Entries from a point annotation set
────────────────
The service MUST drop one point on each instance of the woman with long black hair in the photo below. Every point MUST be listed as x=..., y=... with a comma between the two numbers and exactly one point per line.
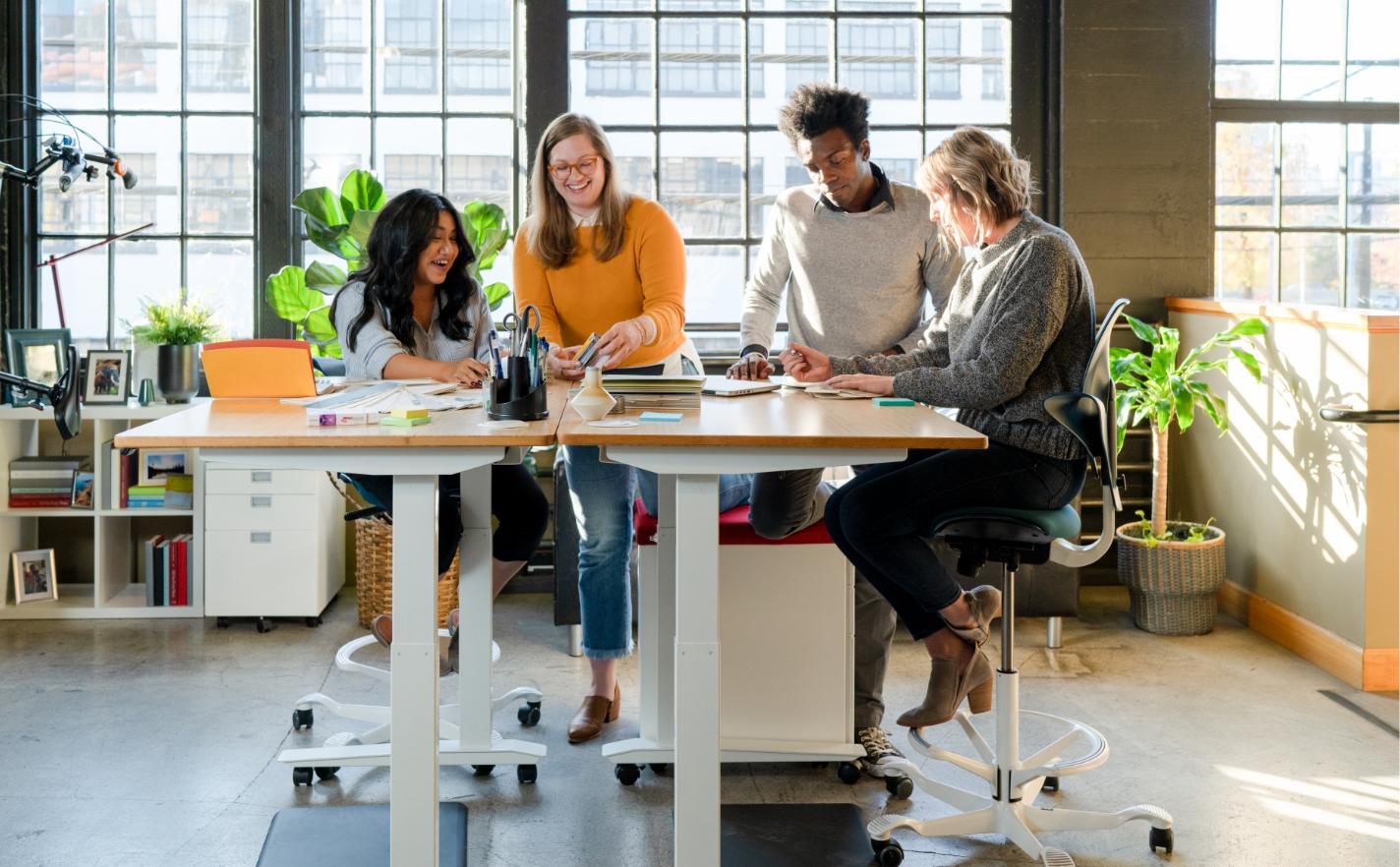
x=413, y=312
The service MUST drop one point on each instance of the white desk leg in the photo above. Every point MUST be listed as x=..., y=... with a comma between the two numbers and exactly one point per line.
x=413, y=689
x=474, y=594
x=697, y=672
x=658, y=626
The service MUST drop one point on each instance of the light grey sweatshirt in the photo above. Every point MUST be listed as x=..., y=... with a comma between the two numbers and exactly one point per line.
x=855, y=282
x=1018, y=328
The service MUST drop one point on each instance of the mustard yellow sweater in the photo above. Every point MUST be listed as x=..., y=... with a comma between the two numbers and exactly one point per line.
x=587, y=296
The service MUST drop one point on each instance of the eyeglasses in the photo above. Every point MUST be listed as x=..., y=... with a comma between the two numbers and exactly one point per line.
x=585, y=167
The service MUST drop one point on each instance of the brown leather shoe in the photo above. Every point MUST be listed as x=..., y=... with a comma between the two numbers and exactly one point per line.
x=595, y=711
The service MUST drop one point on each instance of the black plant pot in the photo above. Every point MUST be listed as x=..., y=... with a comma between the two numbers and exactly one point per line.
x=177, y=373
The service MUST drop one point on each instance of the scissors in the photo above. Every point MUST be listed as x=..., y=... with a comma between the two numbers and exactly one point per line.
x=521, y=326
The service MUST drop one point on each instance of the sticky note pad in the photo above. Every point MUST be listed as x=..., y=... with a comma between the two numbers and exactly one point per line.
x=396, y=422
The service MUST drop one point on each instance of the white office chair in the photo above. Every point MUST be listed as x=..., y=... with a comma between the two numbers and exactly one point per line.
────────────────
Please rewrite the items from the line containing "of the brown" through the end of the items, both ends included, leaving the other text as it is. Multiply every coordinate in the answers by 2.3 and round each result to a whole number, with halves rounded up.

The service MUST drop one point on each instance of the brown leather shoe in the photo above. Every point MUST be listed as x=..., y=... with a comma between the two numbers and exactly one point per line.
x=1369, y=1635
The service MUST drop one point on each instance of the black plant pot in the photo above. Every point MUST be listed as x=..., y=... with a comma between the two numbers and exactly one point per line.
x=407, y=858
The service MUST drop one point on each instance of the scissors in the photo above. Every point MUST be listed as x=..., y=... with a comma between the two numbers and exactly one point per line.
x=1198, y=750
The service MUST drop one point on each instance of the sticky note pad in the photo above. Every point MUST be listed as x=..., y=... with a comma between the two numbers and exactly one point per line.
x=911, y=971
The service MUST drop one point on each instance of the white office chair in the photo above. Every point MUST be listed as x=..., y=... with a comma between the two numbers and exactly one point per line.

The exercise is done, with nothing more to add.